— START OF Passage provided —
Termination for Breach

Breach of Contract

A breach of contract occurs when one party fails or refuses without lawful excuse, to perform his obligations under the contract in accordance with its terms. The contract term must be a promise rather than a precondition to the contract. Where the contract provides that a particular state of affairs must exist before obligations arise, such for example in the case of a unilateral contract, then the failure of such condition to occur is not a breach of contract.

In the case of many preconditions, there is a promissory element on the part of one or both parties to use reasonable endeavours to cause it to occur. In this case, the party with the obligation may breach the contract by failing to do so.

The relevant obligation must have arisen and fallen due. There is no breach before the due date unless there is an anticipatory breach or an explicit rejection of the contract. A party’s obligation may never arise if the other party repudiates it or commits a fundamental breach of his prior obligations.

Breach may not be Self Evident

What is or is not a breach, depends on the terms of the contract and the facts and circumstances of the performance or defective performance in question. This raises issues of fact and law as to the terms of the contract, their interpretation, what has occurred and the consequences under the contract.

There may be no contractual obligation at all, even though there is a contract in place. There may be a standing supply contract, which sets out the conditions applicable to individual sales/ jobs. There may be no promise to provide sales /work under it. It may simply contemplate individual contracts being entered on its general terms, as and when sales/jobs arise and whereupon their individual basic terms are agreed and the standing terms apply. In this case, the failure to sell/ supply work is not a breach.

Excusing other Party from Contract

The non-performance of a contract may be justified by a lawful excuse.  If this is the case, then it will not constitute a breach of contract. A party may be entitled not to perform because a defined event or circumstances under the contract has occurred.
— END OF Passage provided —
— START OF Information provided —
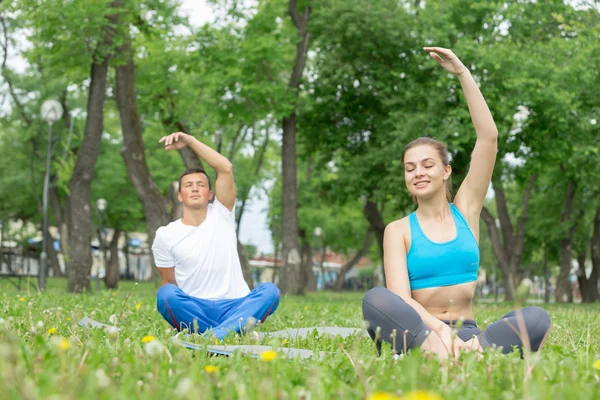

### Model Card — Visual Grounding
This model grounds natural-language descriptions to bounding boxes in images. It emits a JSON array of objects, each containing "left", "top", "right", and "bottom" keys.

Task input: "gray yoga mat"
[
  {"left": 79, "top": 317, "right": 356, "bottom": 360},
  {"left": 257, "top": 326, "right": 369, "bottom": 339},
  {"left": 175, "top": 339, "right": 325, "bottom": 360}
]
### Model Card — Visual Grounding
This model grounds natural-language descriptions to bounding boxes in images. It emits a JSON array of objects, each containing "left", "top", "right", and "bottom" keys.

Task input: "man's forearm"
[{"left": 188, "top": 138, "right": 232, "bottom": 173}]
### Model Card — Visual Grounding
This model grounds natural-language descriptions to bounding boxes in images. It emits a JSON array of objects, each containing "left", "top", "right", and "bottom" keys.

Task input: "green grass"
[{"left": 0, "top": 279, "right": 600, "bottom": 400}]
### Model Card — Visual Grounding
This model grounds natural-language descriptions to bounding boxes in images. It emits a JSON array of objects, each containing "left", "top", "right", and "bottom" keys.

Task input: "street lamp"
[
  {"left": 313, "top": 226, "right": 325, "bottom": 289},
  {"left": 38, "top": 100, "right": 63, "bottom": 291},
  {"left": 96, "top": 199, "right": 108, "bottom": 290}
]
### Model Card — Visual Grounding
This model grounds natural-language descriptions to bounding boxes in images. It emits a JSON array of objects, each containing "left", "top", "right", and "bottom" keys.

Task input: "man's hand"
[
  {"left": 423, "top": 47, "right": 469, "bottom": 76},
  {"left": 158, "top": 132, "right": 194, "bottom": 150}
]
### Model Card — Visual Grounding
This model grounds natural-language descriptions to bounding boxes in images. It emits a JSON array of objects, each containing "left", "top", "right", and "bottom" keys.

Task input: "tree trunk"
[
  {"left": 104, "top": 229, "right": 122, "bottom": 289},
  {"left": 481, "top": 173, "right": 538, "bottom": 301},
  {"left": 49, "top": 186, "right": 69, "bottom": 263},
  {"left": 334, "top": 228, "right": 373, "bottom": 292},
  {"left": 67, "top": 0, "right": 121, "bottom": 293},
  {"left": 279, "top": 0, "right": 311, "bottom": 294},
  {"left": 298, "top": 229, "right": 317, "bottom": 292},
  {"left": 116, "top": 32, "right": 171, "bottom": 288},
  {"left": 46, "top": 225, "right": 63, "bottom": 277},
  {"left": 578, "top": 207, "right": 600, "bottom": 303},
  {"left": 169, "top": 183, "right": 185, "bottom": 221},
  {"left": 544, "top": 243, "right": 550, "bottom": 304},
  {"left": 123, "top": 232, "right": 131, "bottom": 280},
  {"left": 237, "top": 238, "right": 254, "bottom": 290},
  {"left": 555, "top": 180, "right": 576, "bottom": 303},
  {"left": 363, "top": 200, "right": 386, "bottom": 286}
]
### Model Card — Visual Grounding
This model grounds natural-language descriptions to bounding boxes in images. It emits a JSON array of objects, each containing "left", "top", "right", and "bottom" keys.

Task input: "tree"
[{"left": 279, "top": 0, "right": 311, "bottom": 294}]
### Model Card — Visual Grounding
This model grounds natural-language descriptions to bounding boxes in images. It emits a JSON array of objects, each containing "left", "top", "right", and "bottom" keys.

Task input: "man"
[{"left": 152, "top": 132, "right": 279, "bottom": 339}]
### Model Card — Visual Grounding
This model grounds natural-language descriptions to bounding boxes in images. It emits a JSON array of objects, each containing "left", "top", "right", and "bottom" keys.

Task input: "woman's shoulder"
[{"left": 385, "top": 215, "right": 410, "bottom": 234}]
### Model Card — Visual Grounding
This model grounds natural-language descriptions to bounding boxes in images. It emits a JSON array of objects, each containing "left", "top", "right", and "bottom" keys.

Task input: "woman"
[{"left": 363, "top": 47, "right": 550, "bottom": 357}]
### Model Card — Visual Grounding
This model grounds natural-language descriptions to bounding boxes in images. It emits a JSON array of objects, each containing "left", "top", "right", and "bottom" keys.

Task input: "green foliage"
[{"left": 0, "top": 279, "right": 600, "bottom": 400}]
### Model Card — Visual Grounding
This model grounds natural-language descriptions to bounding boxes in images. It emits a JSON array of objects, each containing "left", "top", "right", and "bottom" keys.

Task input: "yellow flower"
[
  {"left": 259, "top": 350, "right": 277, "bottom": 362},
  {"left": 367, "top": 392, "right": 400, "bottom": 400},
  {"left": 58, "top": 338, "right": 71, "bottom": 351},
  {"left": 402, "top": 390, "right": 443, "bottom": 400},
  {"left": 142, "top": 335, "right": 156, "bottom": 343},
  {"left": 204, "top": 365, "right": 219, "bottom": 374}
]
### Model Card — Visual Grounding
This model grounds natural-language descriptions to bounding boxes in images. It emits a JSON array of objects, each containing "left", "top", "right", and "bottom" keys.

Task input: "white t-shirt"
[{"left": 152, "top": 198, "right": 250, "bottom": 299}]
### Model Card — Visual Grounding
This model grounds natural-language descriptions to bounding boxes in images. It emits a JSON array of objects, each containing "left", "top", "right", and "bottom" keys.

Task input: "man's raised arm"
[{"left": 159, "top": 132, "right": 236, "bottom": 211}]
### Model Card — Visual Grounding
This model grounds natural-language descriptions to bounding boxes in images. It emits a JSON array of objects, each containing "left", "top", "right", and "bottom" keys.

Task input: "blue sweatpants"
[{"left": 156, "top": 282, "right": 279, "bottom": 339}]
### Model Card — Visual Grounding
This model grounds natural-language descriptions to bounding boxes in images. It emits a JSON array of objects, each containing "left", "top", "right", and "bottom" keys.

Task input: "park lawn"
[{"left": 0, "top": 279, "right": 600, "bottom": 400}]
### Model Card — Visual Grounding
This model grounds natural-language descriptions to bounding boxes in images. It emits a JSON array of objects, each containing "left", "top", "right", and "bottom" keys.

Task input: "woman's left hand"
[{"left": 423, "top": 47, "right": 469, "bottom": 76}]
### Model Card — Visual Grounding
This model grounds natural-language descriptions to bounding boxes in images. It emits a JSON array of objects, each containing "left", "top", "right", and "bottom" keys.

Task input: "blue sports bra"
[{"left": 406, "top": 203, "right": 479, "bottom": 290}]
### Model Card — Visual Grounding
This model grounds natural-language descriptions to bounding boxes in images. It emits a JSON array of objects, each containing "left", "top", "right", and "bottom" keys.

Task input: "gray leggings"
[{"left": 363, "top": 287, "right": 550, "bottom": 354}]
— END OF Information provided —
Exercise set:
**1.** Please list every heading in the passage on termination for breach, starting with its title.
**2.** According to the passage on termination for breach, what can cause a breach before the due date?
**3.** Resume the passage on termination for breach after its final sentence.

Answers to the problems:
**1.**
- Termination for Breach
- Breach of Contract
- Breach may not be Self Evident
- Excusing other Party from Contract

**2.** An anticipatory breach or an explicit rejection of the contract.

**3.**
A party may be excused from performance because of the other party has committed a fundamental breach of his prior obligations. His obligation to perform may not arise at all where the other party must first perform his obligations under the terms of the contract and the failure to do so is a fundamental breach.

Where the party in default commits a fundamental breach of contract, the innocent party may treat the contract as terminated as regards his future obligations and sue for damages.  The test for a fundamental breach is whether it goes to the root of the contract. The breach must be such that the innocent party is deprived of the substantial benefit of what he has contracted for.

Disablement from Performance

It may be a breach of contract, often an anticipatory breach if one party disables himself from performing the contract. For example, a party may sell the thing which he has contracted to sell to the other party, to a third party.

Whether he has disabled himself and committed a repudiatory breach will depend on the circumstances. If the thing is not unique or if he can reacquire, there may not be a breach.

A person is not necessarily disabled or incapacitated from performing a contract, merely because he has become insolvent. This may be so in some circumstances. However, in many circumstances, the contract may be such as may be performed by the Official Assignee or trustee in bankruptcy.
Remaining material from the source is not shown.